【Java】 Java Project 挑战系列第10篇:Java Database

• Basic Structured Query Language (SQL)

• Java Database Connectivity (JDBC)

• SQL (Structured Query Language) performs operations on the records stored in the database, such as updating records, inserting records, deleting records, creating and modifying database tables, views, etc.

• SQL is not a database but a query language. To use it, you must install a database management system in your systems, for example, Oracle, MySQL, MongoDB, PostgreSQL, SQL Server, DB2, etc.

• Syntax of Create Use and Drop Database statement in MySQL.

CREATE DATABASE database_name;
USE database_name;
DROP DATABASE database_name;

Note: Be careful when using DROP DATABASE statement, as it will permanently delete the entire database and all its associated tables, data and other objects.

• When this query is executed successfully, then it will show "Database created successfully". You can verify whether your database is created in SQL by:

SHOW DATABASES;

This will display the name of the current database, which should match the name of the database you created.

• Syntax of Use and Rename statement in MySQL

RENAME TABLE old_table_name TO new_table_name;
ALTER DATABASE old_database_name RENAME TO new_database_name;

Note: Be careful when renaming tables or databases, as it may affect any queries or code that reference the original names.

Table is a collection of data, organized in terms of rows and columns.

To create a table in MySQL database without using a primary key, you can use the following syntax:

CREATE TABLE table_name (
  column1 datatype,
  column2 datatype,
  column3 datatype,
  ...
);
CREATE TABLE students (
  name varchar(50),
  age int,
  gender varchar(10)
);

To create a table in MySQL database without using a primary key, you can use the following syntax:

CREATE TABLE table_name (
  column1 datatype,
  column2 datatype,
  column3 datatype,
  ...
  PRIMARY KEY (one_or_more_columns)
);
CREATE TABLE students (
  id int,
  name varchar(50),
  age int,
  PRIMARY KEY (id)

_Dataset excerpts_:
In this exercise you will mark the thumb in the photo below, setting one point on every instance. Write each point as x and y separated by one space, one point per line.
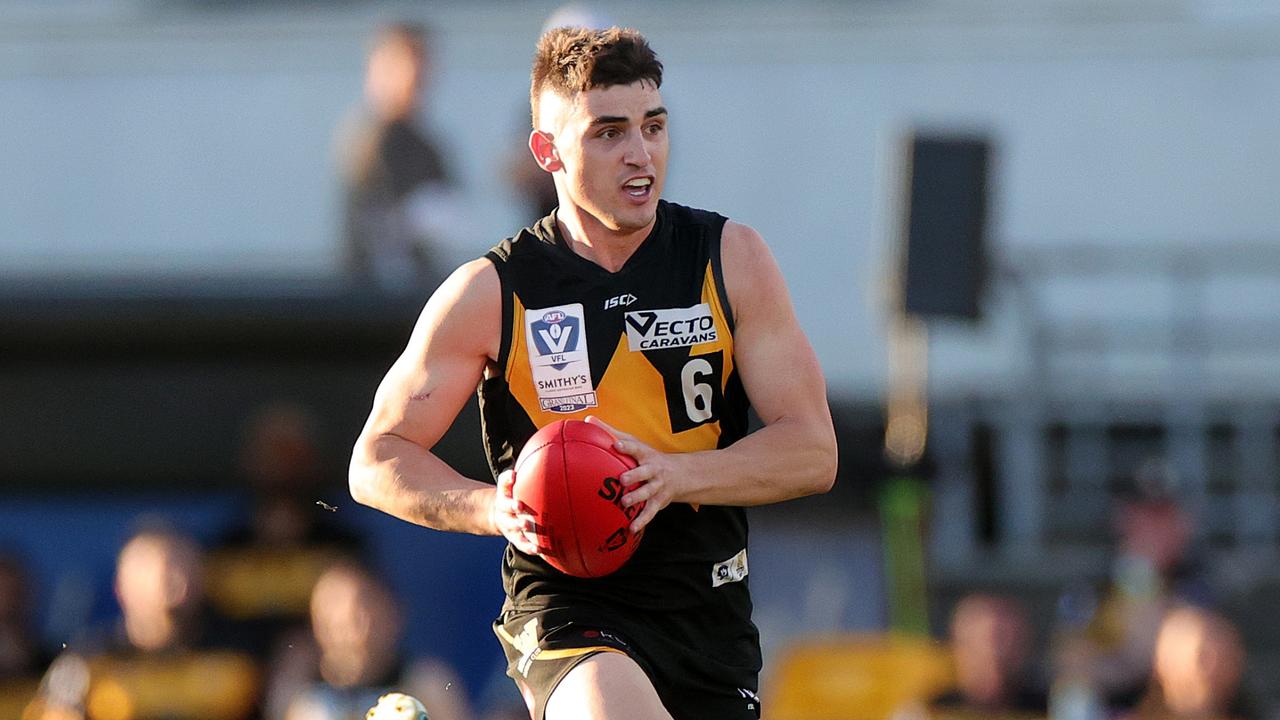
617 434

==

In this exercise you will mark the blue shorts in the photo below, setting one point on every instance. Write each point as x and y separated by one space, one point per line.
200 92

_Tasks to complete_:
a: Answer each question from the SQL tutorial, one answer per line, marked (i), (ii), (iii):
(i) Which statement does the tutorial say will permanently delete the entire database?
(ii) How does the tutorial define a table?
(iii) In the first students table, what datatype is given to the age column?
b: Continue the SQL tutorial from the point where it stops.
The lines above have no connection to the SQL tutorial.

_Results by task_:
a:
(i) DROP DATABASE
(ii) A collection of data, organized in terms of rows and columns
(iii) int

b:
);

This will create a table named "students" with three columns: "id" of type INT, "name" of type VARCHAR with a maximum length of 50 characters, and "age" of type INT. The PRIMARY KEY clause is used to specify that "id" is the primary key for the table.

Note that the primary key should be unique and not null, and should be chosen carefully based on the needs of your application. It can also be auto-incremented using the AUTO_INCREMENT keyword, which can simplify the process of generating unique primary keys for each new row in the table.

• MySQL Data Types (other types like ENUM, SET and BLOB are less popular).

1.Numeric Data Types:

  • INT
  • TINYINT
  • SMALLINT
  • MEDIUMINT
  • BIGINT
  • FLOAT
  • DOUBLE
  • DECIMAL

2.Date and Time Data Types:

  • DATE
  • TIME
  • DATETIME
  • TIMESTAMP
  • YEAR

3.String Data Types:

  • CHAR
  • VARCHAR
  • TINYTEXT
  • TEXT
  • MEDIUMTEXT
  • LONGTEXT

4.Binary Data Types:

  • BINARY
  • VARBINARY
  • TINYBLOB
  • BLOB
  • MEDIUMBLOB
  • LONGBLOB

5.Other Data Types:

  • ENUM
  • SET

ENUM and SET are used for defining a list of allowed values for a column. ENUM can store a single value from a predefined list of values, while SET can store one or more values from a predefined list of values.

BLOB stands for Binary Large OBject, and is used for storing large amounts of binary data such as images, audio, and video files.

• The DELETE statement is used to delete rows from a table. If you want to remove a specific row from a table you should use WHERE condition.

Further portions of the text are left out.